→ Your objective:
Look for "For each instance of the wooden spoked" in the listing below, then copy exactly the line it appears in and all lines after it to the end, and nothing more.

→ Supplied records:
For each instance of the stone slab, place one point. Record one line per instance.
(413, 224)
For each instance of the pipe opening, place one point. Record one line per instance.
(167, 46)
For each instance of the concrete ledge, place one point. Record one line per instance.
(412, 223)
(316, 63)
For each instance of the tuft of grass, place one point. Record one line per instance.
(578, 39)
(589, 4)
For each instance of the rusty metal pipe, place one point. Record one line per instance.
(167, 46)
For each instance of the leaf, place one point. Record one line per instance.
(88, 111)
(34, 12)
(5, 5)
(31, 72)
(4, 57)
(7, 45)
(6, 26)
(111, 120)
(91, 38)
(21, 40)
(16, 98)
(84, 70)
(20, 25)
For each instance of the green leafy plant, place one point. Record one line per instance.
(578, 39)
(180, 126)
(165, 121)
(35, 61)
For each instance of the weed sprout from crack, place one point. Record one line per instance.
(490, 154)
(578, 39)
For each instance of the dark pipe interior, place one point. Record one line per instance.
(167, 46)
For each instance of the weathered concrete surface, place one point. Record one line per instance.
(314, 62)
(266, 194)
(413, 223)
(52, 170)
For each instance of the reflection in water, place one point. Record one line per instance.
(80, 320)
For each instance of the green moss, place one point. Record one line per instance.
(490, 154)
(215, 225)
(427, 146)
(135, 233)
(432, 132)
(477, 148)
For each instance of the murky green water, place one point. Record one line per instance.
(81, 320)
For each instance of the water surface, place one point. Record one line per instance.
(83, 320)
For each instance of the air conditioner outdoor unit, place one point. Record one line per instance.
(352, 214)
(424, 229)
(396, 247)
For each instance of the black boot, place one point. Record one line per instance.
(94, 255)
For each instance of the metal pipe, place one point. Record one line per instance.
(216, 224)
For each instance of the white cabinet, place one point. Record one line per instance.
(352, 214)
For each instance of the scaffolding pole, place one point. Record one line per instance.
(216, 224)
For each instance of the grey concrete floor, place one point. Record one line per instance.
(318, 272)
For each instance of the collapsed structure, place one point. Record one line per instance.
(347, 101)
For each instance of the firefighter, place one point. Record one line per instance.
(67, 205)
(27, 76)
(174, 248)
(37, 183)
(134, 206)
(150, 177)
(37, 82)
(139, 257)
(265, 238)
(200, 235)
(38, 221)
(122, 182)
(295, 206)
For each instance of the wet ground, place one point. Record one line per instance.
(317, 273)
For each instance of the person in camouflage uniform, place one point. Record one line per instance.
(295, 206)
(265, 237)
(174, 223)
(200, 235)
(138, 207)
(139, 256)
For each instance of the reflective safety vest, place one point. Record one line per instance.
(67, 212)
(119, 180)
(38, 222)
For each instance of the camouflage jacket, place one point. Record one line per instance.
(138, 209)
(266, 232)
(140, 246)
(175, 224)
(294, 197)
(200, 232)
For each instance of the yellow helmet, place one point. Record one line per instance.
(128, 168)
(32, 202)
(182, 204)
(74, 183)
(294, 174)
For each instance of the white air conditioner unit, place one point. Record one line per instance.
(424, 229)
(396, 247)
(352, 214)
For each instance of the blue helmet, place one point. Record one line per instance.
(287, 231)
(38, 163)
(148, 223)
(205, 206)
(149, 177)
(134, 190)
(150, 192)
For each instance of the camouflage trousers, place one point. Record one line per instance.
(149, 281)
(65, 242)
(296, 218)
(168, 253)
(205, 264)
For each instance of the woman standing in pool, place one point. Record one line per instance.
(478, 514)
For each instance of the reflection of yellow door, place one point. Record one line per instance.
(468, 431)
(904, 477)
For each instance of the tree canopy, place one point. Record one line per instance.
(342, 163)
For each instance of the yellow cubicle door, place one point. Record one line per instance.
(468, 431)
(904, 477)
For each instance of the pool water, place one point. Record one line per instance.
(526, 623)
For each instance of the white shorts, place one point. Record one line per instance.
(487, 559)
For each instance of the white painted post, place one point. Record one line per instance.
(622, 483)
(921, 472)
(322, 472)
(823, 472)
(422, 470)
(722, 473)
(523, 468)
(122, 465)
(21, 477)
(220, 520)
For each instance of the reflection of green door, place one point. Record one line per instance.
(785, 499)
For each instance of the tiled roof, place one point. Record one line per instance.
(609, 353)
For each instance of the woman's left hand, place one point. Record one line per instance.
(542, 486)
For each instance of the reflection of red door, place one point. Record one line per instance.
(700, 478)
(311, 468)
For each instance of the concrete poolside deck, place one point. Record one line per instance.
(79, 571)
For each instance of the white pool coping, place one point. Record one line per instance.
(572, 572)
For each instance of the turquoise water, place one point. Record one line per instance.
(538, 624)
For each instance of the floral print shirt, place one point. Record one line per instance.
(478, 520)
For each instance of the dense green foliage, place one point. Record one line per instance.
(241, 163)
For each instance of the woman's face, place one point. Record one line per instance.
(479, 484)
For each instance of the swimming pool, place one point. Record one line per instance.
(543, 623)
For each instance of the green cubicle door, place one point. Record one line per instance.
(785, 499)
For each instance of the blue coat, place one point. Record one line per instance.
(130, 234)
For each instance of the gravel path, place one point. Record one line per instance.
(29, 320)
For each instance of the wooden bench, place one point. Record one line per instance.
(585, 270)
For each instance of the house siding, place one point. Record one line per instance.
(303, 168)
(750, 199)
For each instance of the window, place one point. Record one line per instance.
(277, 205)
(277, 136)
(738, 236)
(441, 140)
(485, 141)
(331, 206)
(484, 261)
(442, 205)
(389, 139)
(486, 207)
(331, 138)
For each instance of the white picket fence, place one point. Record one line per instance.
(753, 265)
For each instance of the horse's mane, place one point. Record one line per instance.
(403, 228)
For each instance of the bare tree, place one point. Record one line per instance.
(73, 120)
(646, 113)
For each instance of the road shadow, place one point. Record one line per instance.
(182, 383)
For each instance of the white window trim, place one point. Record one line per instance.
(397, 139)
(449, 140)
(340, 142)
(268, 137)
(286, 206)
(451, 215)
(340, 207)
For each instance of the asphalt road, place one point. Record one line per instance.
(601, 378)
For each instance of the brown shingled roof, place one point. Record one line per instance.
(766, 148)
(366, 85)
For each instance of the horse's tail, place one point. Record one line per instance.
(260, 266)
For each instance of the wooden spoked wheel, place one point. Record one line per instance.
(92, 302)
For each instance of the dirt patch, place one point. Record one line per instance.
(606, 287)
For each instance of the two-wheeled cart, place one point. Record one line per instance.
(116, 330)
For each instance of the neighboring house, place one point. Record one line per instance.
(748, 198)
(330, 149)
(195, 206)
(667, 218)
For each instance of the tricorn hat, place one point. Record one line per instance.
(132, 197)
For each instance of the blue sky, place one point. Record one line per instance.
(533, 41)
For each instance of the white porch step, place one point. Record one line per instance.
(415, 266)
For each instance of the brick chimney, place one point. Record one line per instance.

→ Task answer:
For each instance of the wooden spoked wheel, place one point. Record one line per instance.
(92, 302)
For each instance of the dirt patch, place one point. Record one line per instance.
(606, 287)
For each instance of the two-wheeled cart, place one point. Record one line per instance.
(116, 330)
For each instance of the neighboring house, place one point. Record one line per instance.
(748, 198)
(330, 149)
(195, 206)
(667, 218)
For each instance of the tricorn hat, place one point. Record one line per instance.
(132, 197)
For each instance of the blue sky, place one point. Record one line per instance.
(533, 41)
For each instance of the white porch step, place one point. Record one line per instance.
(415, 266)
For each instance of the brick chimney, place one point. Record one line per instance.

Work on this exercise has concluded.